# [ФРАГМЕНТ ТЕКСТА]
С одной стороны, он стал следствием американской версии демократии с ее господством прав человека и гражданина, включая отмеченное А. Токвилем еще в начале 19 века неудержимое стремление создавать независимые ассоциации граждан. То есть всего того, что издавна укоренено в американском менталитете и в республиканской форме правления страной. С другой стороны, это был – если говорить о времени зарождения и бурного развития этого сектора (1945–1970) – часто непредвидимый, а для консерваторов и не всегда желанный результат, принятия федеральными властями различных, нередко несогласованных или противоречащих друг другу решений и правовых актов.
Эти меры стали необходимы, а часто и неизбежны, ибо были связаны, во-первых, с новой глобальной ролью США как лидера «свободного мира» в холодной войне с СССР, а во-вторых, с поддержанием внутренней стабильности, требовавшей от федерального правительства участия в состязании с СССР, включавшем не только гонку вооружений, но и социальных программ, постепенно превращавших Америку в «государство социального благополучия».
Вряд ли поэтому удивительно, что одним из наиболее известных результатов деятельности бесприбыльных организаций в тот период стало их активное участие в социальных движениях за права расовых и религиозных меньшинств, а также женщин. Вплоть до 1964 года финансируемые филантропическими фондами правозащитные организации независимого сектора безуспешно – из-за преобладания в Конгрессе делегатов южных штатов и консерваторов с севера – добивались отмены расовой сегрегации и полного распространения Билля о правах на афроамериканцев – прежде всего, на Юге. В консервативной защите расового неравенства слабым звеном оказался Верховный суд, в состав которого за время 20-летнего правления президента Рузвельта и демократической партии было проведено несколько либерально мыслящих судей. В результате их правовой активности Верховный суд принял ряд новаторских решений-прецедентов по гражданским правам, превративших их в конституционную проблему.

# [ЧТО НУЖНО СДЕЛАТЬ]
Продолжите приведенный выше фрагмент о бесприбыльных организациях в США, начав сразу после его последнего предложения.

# [ВЫДЕРЖКА ИЗ ДАННЫХ]
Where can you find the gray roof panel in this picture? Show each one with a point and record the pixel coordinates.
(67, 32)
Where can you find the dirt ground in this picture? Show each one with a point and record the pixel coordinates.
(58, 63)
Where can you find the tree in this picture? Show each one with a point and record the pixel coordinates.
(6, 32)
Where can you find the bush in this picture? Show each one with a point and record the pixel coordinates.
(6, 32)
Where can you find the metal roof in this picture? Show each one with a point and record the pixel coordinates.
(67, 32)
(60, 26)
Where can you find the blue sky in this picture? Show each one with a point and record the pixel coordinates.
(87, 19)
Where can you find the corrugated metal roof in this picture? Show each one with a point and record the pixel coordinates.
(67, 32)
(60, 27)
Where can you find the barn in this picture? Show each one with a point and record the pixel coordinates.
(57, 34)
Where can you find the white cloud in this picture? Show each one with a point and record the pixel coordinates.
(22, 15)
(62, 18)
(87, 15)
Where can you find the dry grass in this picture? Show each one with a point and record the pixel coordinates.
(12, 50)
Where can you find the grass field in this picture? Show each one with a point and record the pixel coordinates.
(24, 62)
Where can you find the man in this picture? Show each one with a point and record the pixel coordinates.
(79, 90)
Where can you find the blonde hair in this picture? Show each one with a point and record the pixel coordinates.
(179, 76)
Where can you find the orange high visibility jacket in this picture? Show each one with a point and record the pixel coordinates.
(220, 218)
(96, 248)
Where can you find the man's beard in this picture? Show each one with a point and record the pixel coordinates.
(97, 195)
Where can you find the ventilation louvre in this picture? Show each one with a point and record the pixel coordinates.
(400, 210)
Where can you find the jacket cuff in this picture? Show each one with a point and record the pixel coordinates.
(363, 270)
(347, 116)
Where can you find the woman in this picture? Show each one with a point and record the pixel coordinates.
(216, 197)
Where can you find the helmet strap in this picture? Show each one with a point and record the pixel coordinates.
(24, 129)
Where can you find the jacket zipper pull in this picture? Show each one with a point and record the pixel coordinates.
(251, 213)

# [ПИСЬМЕННЫЙ ОТВЕТ]
Эти прецеденты и были с помощью ряда коллективных исков (class actions) использованы бесприбыльными организациями в качестве мощного оружия, позволившего им стать влиятельными участниками политического процесса в стране. Пользуясь этим юридическим оружием, правозащитные организации третьего сектора организовали в 50—60-е годы мощное социальное движение за равенство в гражданских правах чернокожих американцев, женщин и других ущемленных в правах граждан.
В 1954 году Верховный суд в решении по групповому иску «Браун и другие против Совета по образованию г. Топека» (Brown at al. v. Board of Education of Topeka) признал противоречащим Конституции раздельное обучение чернокожих и белых школьников. Вслед за этим знаменитым правовым актом развернулось массовое движение за гражданские права как чернокожих американцев, так и других дискриминируемых меньшинств. В течении последующих 10 лет активность этого движения неуклонно нарастала. Она проявлялась в массовых акциях протеста, вплоть до подавляемых полицией и войсками городских бунтов, в многочисленных правовых баталиях в судах всех уровней, в острых дебатах в Конгрессе и Ассамблеях штатов и в прессе всех видов.
Эта массовая активность привела в 1964 году к трудному принятию Конгрессом (после 75-дневной обструкции оппозиции) знаменитого Закона о гражданских правах (Civil Rights Act of 1964). Борьба за его реальное претворение в жизнь продолжалась еще долго и вряд ли привела бы к успеху без давления организаций независимого сектора.
***
Историки отмечают, что логика и практика «конституциализации» расового неравенства, то есть использования аргумента его противоречия Конституции США, легли в основу всех последующих движений за равенство ущемленных в правах социальных групп. Таких как женщины, старики, инвалиды, в особенности психически неполноценные люди, геи и лесбиянки. Судебные процессы и политические акции, затеянные этими группами через базирующиеся в Вашингтоне и поддерживаемые филантропами бесприбыльные организации, неузнаваемо трансформировали социальную политику государства второй половины 20 века.
Результаты социального движения 60-х годов за гражданские права позволили успешно опротестовать не только дискриминационные акты штатов и муниципалитетов, но и практику частных организаций, дискриминирующих работников по полу, возрасту и религии. Публичные протесты и судебные иски против негуманного обращения с психически больными в штатских лечебницах и специальных школах привели к решениям судов о ликвидации многих из них или преобразованию их в масштабную отрасль по уходу за этими и другими больными в специальных домах. Коллективные судебные иски бесприбыльных организаций, ориентированных на защиту конституционных прав граждан, изменили общественное мнение и публичную политику, касающуюся таких социальных проблем как защита потребителей и окружающей среды, борьба с курением и пьянством за рулем, грубое обращение с детьми.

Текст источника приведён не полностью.